> _What needs to be done_: Look for the line containing "Locate the tulip flower" in the listing below. Retype that line and every subsequent line through the last one, and only those.

##############################

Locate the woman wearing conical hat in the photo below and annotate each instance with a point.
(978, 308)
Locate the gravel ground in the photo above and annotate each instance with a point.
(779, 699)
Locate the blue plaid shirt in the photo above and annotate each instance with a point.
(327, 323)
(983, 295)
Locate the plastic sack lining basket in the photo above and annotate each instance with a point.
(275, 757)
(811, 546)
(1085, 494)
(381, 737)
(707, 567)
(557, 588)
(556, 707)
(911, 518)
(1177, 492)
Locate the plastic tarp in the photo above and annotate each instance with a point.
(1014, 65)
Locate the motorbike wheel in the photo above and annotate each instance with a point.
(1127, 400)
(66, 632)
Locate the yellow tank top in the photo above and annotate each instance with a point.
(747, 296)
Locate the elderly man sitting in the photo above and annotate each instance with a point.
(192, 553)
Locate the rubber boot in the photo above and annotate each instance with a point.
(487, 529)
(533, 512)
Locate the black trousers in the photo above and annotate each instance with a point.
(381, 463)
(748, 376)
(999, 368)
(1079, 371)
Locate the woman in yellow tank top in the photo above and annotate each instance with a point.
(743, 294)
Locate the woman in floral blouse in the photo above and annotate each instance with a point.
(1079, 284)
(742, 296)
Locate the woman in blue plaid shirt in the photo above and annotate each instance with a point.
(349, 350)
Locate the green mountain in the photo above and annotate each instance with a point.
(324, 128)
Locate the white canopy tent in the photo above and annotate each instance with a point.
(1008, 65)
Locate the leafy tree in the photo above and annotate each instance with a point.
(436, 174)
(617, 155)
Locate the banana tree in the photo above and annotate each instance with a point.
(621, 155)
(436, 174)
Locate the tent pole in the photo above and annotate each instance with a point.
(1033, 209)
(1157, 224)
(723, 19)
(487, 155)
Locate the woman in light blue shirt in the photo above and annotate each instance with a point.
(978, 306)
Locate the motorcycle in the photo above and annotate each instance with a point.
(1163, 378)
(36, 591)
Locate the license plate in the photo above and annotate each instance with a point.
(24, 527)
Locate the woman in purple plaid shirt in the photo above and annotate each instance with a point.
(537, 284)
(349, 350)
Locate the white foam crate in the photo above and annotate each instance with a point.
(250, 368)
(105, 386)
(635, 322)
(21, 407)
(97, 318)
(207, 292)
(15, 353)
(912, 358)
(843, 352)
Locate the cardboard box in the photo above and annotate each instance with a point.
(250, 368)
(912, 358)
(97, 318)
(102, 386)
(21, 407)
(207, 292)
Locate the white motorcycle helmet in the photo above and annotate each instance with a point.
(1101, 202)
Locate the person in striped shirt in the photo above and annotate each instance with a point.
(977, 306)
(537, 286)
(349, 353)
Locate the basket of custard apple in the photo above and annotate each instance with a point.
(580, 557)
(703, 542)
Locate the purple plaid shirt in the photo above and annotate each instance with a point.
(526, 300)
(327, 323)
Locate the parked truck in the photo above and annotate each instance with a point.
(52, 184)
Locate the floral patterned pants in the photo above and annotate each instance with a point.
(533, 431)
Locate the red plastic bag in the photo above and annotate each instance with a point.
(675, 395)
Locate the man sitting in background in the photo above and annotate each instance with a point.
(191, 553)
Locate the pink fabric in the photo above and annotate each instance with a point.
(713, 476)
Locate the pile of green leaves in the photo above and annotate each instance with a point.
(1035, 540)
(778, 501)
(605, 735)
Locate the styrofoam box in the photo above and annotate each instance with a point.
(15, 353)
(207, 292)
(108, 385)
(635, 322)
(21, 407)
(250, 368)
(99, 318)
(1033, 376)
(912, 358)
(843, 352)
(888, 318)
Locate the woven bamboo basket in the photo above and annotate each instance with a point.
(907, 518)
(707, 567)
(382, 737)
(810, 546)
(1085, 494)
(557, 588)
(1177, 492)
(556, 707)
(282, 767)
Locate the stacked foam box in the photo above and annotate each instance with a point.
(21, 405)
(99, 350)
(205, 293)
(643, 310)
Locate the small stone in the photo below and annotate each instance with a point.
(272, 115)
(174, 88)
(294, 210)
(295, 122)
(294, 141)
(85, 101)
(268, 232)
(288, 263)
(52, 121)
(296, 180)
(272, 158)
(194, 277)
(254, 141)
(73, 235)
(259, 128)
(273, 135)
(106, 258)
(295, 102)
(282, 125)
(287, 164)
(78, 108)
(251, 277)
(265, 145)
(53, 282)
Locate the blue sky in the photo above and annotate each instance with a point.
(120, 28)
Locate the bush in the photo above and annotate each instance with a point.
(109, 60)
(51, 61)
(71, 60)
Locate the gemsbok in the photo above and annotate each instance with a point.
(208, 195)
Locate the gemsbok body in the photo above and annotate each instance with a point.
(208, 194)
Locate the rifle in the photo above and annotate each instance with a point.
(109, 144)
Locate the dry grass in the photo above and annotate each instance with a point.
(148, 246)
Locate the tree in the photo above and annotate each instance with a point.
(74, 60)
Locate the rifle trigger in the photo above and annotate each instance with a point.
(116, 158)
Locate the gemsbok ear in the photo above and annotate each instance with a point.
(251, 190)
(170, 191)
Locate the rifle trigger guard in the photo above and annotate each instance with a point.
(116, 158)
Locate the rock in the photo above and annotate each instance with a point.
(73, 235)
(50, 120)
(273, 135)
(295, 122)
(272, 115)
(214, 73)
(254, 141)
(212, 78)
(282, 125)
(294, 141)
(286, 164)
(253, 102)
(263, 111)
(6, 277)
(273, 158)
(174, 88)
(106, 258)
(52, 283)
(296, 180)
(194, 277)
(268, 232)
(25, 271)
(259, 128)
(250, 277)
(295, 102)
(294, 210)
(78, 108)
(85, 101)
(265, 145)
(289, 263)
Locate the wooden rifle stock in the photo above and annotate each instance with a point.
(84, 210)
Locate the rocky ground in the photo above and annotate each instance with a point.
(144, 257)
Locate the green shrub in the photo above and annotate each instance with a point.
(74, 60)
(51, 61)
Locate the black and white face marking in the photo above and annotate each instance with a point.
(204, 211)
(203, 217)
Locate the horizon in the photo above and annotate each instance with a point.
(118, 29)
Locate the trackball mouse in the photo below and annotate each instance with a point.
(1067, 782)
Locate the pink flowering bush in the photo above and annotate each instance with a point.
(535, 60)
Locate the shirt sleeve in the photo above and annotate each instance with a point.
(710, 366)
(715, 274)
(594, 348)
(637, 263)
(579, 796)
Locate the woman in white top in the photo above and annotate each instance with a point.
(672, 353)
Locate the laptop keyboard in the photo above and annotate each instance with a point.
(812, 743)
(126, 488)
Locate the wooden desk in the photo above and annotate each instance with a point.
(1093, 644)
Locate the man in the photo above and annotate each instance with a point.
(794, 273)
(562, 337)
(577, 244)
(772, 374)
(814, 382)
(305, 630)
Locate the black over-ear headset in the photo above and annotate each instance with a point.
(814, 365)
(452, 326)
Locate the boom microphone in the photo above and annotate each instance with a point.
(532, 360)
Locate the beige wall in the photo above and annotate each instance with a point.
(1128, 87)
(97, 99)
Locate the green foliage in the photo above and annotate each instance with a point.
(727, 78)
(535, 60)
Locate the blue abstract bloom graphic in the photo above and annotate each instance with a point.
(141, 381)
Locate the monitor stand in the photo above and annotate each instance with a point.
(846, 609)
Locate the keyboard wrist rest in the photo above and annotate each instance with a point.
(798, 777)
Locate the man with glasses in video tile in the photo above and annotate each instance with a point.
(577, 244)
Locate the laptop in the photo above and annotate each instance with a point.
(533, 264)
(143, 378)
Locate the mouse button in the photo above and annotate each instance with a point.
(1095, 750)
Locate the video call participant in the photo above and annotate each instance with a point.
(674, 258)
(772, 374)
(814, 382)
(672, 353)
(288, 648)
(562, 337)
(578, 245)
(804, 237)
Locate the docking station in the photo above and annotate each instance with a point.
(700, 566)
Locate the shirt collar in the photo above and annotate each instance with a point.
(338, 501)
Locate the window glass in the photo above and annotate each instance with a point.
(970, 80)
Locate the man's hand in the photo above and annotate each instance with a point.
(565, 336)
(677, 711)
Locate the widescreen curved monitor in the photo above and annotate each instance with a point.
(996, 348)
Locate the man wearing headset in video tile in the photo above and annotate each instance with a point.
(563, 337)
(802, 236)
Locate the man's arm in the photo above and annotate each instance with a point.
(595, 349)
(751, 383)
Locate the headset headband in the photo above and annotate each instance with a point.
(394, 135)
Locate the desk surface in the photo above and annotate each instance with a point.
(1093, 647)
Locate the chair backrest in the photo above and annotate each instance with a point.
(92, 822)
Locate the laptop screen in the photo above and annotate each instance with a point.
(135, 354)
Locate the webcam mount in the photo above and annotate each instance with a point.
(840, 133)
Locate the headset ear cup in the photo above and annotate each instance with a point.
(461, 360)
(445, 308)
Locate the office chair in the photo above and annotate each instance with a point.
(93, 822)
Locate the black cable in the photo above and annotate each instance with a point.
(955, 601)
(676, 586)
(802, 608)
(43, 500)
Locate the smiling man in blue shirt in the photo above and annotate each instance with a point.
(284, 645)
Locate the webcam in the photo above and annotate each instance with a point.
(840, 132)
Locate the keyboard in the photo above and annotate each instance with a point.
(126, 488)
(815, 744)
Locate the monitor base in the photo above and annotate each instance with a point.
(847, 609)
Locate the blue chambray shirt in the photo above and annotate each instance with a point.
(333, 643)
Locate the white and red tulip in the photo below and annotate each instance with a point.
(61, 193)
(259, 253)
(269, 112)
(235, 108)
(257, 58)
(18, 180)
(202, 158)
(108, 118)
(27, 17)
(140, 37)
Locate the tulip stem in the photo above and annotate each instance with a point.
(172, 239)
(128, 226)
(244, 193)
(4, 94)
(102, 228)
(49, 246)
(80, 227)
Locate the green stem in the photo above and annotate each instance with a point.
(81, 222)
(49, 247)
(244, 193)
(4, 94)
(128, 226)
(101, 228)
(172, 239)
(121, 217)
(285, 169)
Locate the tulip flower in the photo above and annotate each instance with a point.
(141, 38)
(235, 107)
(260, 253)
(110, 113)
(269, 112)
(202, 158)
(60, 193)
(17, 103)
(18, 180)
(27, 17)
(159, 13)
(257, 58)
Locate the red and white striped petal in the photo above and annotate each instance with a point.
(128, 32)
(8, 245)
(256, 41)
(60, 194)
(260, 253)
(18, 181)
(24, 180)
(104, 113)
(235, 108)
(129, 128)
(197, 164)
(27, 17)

##############################

> _Solution to the problem_:
Locate the tulip flower in the photo above and annotate each instance with a point.
(141, 38)
(235, 107)
(260, 253)
(110, 113)
(269, 112)
(202, 158)
(60, 193)
(17, 103)
(18, 180)
(27, 17)
(159, 13)
(257, 58)
Locate the red and white striped petal in the photo above and annotate each instance with a point.
(128, 32)
(8, 245)
(256, 41)
(60, 194)
(260, 253)
(18, 181)
(24, 180)
(104, 113)
(235, 108)
(129, 128)
(197, 164)
(27, 17)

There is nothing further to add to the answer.